▶ **Set of tasks**:
1) Summarize the text on using prompter monitors as an interrotron in two sentences.
2) Continue the text on using prompter monitors as an interrotron, picking up after its final sentence.

Did you know that our prompter monitors can also be used as an ‘interrotron’ system? Never heard of the term? Neither had we until someone asked for it by this name- although clients have been using our gear for just this purpose for many years.

It’s a technique pioneered by legendary documentary producer Errol Morris, which solves the age-old interview problem of not engaging the interview subject with the audience as much as with the interviewer- the former are always simply observers of a conversation.

Lessening the Terror

Instead of feeding a video signal displaying text on the prompter screen in-front of the camera, you instead display an image of the director, or interviewer, fed from a camera pointing at them. (in the image above you see two cameras because we were recording Mid shot and full length at the same time- the prompter is on the MS camera)

In this way, interviewees can maintain eye-line not only with the audience but also with the interviewer making it much easier for them to engage than it would be if they were simply addressing a camera lens. Something as simple as eye contact is very important to have between interviews, subjects and audiences because it greatly affects the intimacy and connection between people.

▶ **Records supplied**:
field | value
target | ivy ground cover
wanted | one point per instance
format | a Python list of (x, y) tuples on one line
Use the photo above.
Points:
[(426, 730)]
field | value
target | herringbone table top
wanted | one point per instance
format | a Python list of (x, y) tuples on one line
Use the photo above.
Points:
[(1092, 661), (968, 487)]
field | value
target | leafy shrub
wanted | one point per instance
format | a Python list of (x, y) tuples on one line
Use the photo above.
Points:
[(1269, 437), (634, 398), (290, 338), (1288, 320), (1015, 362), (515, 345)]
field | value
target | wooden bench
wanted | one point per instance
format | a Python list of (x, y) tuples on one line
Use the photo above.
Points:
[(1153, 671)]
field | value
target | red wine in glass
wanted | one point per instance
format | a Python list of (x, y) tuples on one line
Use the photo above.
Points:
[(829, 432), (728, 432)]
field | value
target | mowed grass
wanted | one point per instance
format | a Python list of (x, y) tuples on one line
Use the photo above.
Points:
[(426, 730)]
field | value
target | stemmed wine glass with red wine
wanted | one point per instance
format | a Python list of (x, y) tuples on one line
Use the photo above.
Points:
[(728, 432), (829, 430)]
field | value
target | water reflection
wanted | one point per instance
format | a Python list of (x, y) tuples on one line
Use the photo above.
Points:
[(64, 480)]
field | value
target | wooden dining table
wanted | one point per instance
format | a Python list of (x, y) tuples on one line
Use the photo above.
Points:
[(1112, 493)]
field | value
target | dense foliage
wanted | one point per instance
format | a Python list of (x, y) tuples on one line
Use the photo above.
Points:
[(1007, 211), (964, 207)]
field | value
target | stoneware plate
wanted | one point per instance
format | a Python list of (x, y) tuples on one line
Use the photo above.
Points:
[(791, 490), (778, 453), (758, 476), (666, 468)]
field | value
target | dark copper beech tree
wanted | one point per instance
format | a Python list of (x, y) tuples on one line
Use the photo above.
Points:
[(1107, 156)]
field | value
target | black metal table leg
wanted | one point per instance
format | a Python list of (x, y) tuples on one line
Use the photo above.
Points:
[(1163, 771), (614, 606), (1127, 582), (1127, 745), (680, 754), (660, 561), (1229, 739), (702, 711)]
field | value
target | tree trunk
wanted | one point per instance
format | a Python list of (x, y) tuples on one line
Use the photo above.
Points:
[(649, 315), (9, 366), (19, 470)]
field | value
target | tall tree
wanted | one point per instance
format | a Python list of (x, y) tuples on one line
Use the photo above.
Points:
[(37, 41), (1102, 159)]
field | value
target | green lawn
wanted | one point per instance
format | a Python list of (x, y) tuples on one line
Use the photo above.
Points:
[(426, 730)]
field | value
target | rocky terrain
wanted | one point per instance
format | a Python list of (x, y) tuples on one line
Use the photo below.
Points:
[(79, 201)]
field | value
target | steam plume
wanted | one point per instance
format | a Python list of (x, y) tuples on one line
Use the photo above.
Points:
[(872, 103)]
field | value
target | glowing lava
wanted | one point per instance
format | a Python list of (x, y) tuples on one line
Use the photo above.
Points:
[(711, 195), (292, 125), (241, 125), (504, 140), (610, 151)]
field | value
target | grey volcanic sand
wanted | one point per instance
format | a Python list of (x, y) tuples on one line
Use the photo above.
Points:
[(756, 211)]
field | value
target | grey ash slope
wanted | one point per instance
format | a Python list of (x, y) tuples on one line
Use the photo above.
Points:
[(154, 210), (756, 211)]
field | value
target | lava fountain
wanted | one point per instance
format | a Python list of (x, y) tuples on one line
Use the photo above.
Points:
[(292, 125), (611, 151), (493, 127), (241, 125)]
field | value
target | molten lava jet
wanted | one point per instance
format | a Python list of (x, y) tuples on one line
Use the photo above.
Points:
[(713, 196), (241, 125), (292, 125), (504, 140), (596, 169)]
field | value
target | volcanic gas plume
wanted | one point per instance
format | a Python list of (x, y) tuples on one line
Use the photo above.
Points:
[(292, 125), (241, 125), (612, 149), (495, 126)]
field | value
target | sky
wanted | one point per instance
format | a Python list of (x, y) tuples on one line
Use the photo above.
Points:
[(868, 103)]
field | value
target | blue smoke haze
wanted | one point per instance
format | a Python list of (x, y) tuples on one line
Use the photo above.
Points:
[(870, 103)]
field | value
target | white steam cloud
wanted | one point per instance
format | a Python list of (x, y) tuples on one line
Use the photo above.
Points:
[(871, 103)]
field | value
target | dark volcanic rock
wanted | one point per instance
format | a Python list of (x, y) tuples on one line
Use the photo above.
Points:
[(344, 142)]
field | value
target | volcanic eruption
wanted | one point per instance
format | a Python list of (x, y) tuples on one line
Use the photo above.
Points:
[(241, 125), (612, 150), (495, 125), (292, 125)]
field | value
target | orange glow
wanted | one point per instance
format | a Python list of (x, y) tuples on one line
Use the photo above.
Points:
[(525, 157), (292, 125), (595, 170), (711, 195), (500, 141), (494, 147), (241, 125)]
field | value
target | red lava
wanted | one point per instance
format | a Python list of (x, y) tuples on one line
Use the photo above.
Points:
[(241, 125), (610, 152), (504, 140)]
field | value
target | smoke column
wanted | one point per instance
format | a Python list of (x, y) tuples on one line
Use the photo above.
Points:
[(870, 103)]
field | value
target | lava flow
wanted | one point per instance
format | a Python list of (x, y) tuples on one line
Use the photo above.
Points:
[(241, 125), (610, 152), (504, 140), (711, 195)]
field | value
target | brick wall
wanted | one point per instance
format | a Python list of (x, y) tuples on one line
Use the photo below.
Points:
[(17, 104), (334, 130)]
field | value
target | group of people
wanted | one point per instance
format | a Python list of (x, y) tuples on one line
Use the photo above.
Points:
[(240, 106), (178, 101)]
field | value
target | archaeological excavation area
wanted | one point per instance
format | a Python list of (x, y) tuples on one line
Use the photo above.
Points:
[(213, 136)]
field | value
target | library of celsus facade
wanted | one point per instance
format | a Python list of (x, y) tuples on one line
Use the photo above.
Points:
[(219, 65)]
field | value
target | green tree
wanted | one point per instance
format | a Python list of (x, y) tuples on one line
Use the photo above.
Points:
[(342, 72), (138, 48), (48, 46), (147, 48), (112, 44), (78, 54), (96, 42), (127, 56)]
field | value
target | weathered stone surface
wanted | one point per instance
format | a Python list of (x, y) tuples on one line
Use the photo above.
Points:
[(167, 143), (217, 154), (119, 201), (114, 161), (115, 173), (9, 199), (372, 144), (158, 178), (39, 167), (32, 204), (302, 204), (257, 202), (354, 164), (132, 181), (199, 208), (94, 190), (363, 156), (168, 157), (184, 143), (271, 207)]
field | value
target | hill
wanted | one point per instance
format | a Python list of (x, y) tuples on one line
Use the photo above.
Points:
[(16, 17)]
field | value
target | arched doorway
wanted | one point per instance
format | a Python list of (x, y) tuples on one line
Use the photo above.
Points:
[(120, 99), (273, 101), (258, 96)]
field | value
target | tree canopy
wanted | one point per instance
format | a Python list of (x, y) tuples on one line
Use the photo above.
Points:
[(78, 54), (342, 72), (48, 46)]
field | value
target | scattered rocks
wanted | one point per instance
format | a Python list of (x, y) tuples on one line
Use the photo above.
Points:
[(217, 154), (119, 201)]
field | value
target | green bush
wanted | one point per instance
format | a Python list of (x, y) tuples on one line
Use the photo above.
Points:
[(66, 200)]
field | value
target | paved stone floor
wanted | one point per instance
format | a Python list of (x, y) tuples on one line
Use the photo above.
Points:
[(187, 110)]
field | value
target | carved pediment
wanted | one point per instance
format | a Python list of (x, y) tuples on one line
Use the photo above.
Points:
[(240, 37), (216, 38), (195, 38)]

▶ **Expected answers**:
1) Prompter monitors can also serve as an "interrotron" system, a technique pioneered by documentary producer Errol Morris to solve the problem of interview subjects engaging with the interviewer more than with the audience. Instead of text, the prompter screen in front of the camera shows an image of the director or interviewer fed from a second camera, so the interviewee keeps eye-line with both interviewer and audience, which strengthens intimacy and connection.

2)
On a recent shoot for a major NZ company where the producers had limited time to record both scripted endorsements and in-depth interviews we used both the teleprompter for both text and interviewer display (not at the same time- that would be a bit confusing). In this case the Director/Interviewer had to look directly at his camera rather than at the subject, but for future recordings we would recommend mounting our light-weight Pro-Prompter on that 2nd camera so that both participants could maintain eye-line simultaneously.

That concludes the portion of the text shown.